▶ **Instruções gerais**:
1) Redigite fielmente o trecho do texto sobre os polpetones que vai de "Então, vamos lá." a "de oliva, alho)".
2) Por favor, liste todos os ingredientes do molho pesto que aparecem entre parênteses no texto sobre os polpetones.

▶ **Texto de leitura**:
▽

O Restaurante Brigitte: assim como o Trilili, ficou na memória de quem conheceu |
Dadão me confessou depois que realmente não esperava que eu lhe servisse os polpetones, e ficou surpreso e agradecido pelo prato servido. A partir daquele dia, sempre que ia ao Trilili café, Dadão me ligava antes avisando que iria e eu lhe preparava e servia os polpetones. Fiz meu próprio molho de tomate caseiro e o congelei em porções individuais, cada porção suficiente para apenas um prato. As torradinhas de acompanhamento continuaram sendo retiradas do couvert do Gaúcho que, apesar da relutância em receber uns dois reais pelos pães, acabava sempre aceitando o dinheiro com sorriso amarelo.
_Vai lá, tchê, servir teu prato! – era o que ele dizia enquanto derramava um pouco do excelente azeite de oliva por sobre cada torradinha.
Foi lembrando destes fatos que resolvi postar aqui a receita – facílima – dos mini-polpetones recheados com molho pesto que fizemos aqui em casa outro dia (sei que vão me criticar por batizar o prato de mini-polpetone, afinal, a terminação “one” em italiano sugere um formato grande. É assim também com o conchiglione e o farfalone, por exemplo. Talvez fosse melhor batizar o prato de polpetine, mas tenho receio em derrapar no italiano, língua que desconheço quase que completamente...).
Então, vamos lá. Para preparar os mini-polpetones recheados com molho pesto para 5 pessoas você irá precisar de:
- 1 kg de carne moída
-150 ml de molho pesto (30g de nozes, ½ maço de manjericão, sal, azeite de oliva, alho)

△

(Dados de anotação da localização de objetos)

▽

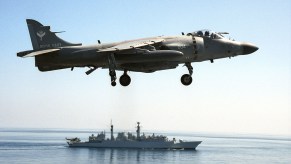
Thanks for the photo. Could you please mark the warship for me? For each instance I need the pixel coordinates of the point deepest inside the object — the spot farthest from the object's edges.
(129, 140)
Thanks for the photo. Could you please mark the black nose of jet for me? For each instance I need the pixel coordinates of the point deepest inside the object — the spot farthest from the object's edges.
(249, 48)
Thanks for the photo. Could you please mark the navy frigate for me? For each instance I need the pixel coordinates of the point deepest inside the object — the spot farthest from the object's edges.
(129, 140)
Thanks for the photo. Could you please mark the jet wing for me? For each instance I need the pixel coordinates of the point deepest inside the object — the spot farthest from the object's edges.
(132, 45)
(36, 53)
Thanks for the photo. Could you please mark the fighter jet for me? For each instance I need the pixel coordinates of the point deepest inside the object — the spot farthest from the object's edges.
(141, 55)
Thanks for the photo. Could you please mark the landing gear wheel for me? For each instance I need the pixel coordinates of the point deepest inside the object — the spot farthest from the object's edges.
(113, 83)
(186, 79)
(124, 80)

△
▽

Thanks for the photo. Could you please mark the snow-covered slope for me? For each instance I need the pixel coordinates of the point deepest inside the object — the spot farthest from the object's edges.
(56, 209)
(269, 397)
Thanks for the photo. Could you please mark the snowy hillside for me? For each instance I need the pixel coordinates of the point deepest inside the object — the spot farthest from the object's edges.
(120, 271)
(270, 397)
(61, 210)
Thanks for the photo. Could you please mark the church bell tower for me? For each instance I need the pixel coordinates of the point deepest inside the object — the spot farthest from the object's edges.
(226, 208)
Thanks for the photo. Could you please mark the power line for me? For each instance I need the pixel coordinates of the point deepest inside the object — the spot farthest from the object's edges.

△

▶ **Lista de respostas**:
1)
Então, vamos lá. Para preparar os mini-polpetones recheados com molho pesto para 5 pessoas você irá precisar de:
- 1 kg de carne moída
-150 ml de molho pesto (30g de nozes, ½ maço de manjericão, sal, azeite de oliva, alho)

2)
- 30g de nozes
- ½ maço de manjericão
- sal
- azeite de oliva
- alho